**Teks Hasil Ekstraksi:**
* * * *
Assalamualaikum, Ustadz. Saya ingin bertanya. Apa hukum bagi anak belum baligh yang membunuh orang lain? Apakah dia berdosa?
Wa’alaikumussalam Wr. Wb
Untuk mendudukkan posisi anak yang belum baligh dalam hukum syariat, kita dapat merujuk penjelasan Rasulullah Saw. Dari Ali r.a., dari Nabi Saw., beliau bersabda,
“رُفِعَ الْقَلَمُ عَنْ ثَلاَثَةٍ عَنِ النَّائِمِ حَتَّى يَسْتَيْقِظَ وَعَنِ الصَّبِىِّ حَتَّى يَحْتَلِمَ وَعَنِ الْمَجْنُونِ حَتَّى يَعْقِلَ
“Pena diangkat (dibebaskan) dari tiga golongan: [1] orang yang tidur sampai dia bangun, [2] anak kecil sampai mimpi basah (baligh) dan [3] orang gila sampai ia kembali sadar (berakal).” (H.r. Abu Daud. Syaikh Al Albani mengatakan bahwa hadits ini sahih).
* * * *
**Kumpulan Data:**
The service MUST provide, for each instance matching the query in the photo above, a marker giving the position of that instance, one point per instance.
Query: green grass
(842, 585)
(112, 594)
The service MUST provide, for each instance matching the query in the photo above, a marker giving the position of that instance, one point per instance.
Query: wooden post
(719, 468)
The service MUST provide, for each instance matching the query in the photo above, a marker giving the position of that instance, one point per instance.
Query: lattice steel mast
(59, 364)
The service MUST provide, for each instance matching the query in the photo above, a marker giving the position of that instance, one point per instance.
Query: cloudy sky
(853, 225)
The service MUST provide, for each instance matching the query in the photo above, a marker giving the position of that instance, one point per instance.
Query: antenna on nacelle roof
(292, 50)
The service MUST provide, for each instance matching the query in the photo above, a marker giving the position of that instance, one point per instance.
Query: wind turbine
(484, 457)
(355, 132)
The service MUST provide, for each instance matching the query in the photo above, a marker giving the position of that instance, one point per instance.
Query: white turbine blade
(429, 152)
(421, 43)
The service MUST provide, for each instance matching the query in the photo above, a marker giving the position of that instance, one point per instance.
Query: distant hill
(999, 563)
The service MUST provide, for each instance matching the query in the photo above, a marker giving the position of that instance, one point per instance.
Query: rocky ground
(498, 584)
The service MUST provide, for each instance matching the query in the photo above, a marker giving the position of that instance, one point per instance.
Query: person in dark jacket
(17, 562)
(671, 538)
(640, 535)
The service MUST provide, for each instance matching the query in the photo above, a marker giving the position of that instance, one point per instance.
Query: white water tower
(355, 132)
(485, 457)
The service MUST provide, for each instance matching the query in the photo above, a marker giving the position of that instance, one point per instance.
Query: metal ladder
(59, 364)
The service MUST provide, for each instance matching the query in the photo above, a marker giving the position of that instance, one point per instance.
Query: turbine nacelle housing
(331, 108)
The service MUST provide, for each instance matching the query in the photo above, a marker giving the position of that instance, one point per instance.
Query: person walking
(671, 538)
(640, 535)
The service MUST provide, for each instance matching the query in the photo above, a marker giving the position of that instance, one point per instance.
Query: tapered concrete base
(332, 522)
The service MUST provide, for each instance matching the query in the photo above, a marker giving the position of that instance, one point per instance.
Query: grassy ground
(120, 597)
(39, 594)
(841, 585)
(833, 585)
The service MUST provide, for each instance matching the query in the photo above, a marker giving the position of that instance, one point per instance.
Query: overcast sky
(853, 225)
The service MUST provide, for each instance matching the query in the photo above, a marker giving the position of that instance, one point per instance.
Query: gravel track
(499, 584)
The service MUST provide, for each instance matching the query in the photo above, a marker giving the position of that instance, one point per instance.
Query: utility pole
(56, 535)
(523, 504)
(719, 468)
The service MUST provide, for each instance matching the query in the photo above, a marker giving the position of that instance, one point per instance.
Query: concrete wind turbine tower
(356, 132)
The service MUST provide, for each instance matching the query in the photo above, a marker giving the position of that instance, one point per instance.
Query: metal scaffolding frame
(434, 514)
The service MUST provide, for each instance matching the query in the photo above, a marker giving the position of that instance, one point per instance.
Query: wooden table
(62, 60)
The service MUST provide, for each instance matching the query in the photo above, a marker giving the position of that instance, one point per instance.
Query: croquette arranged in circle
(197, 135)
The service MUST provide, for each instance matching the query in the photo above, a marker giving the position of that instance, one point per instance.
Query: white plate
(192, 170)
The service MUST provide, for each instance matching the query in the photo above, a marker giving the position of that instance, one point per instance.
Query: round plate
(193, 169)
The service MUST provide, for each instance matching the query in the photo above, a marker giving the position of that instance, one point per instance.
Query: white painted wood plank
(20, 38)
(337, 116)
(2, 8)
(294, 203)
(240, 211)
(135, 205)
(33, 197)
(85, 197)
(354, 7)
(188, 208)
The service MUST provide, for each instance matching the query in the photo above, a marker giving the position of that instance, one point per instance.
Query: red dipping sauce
* * * *
**Ringkasan Tugas:** Teruskan teks tentang hukum anak belum baligh yang membunuh orang lain, mulai setelah kalimat terakhir yang tertera.

**Jawaban Tertulis:**
Hadits ini bermakna bahwa anak yang belum baligh tidak terkena hukum wajib menjalankan syariat, seperti salat, puasa, zakat, haji, dan lain-lain. Demikian pula dalam pelanggaran syariat, mereka yang belum baligh tidak mendapatkan sanksi. Ibnu Qudamah menjelaskan hukum anak kecil yang murtad sebagai berikut. “Anak kecil tidak dihukum bunuh, baik kita anggap sah murtadnya atau tidak sah. Hal ini disebabkan anak kecil tidak wajib dihukum, dengan dalil hukum zina, mencuri, atau pelanggaran lainnya, tidak terkait dengannya…” (al-Mughni, 9:16).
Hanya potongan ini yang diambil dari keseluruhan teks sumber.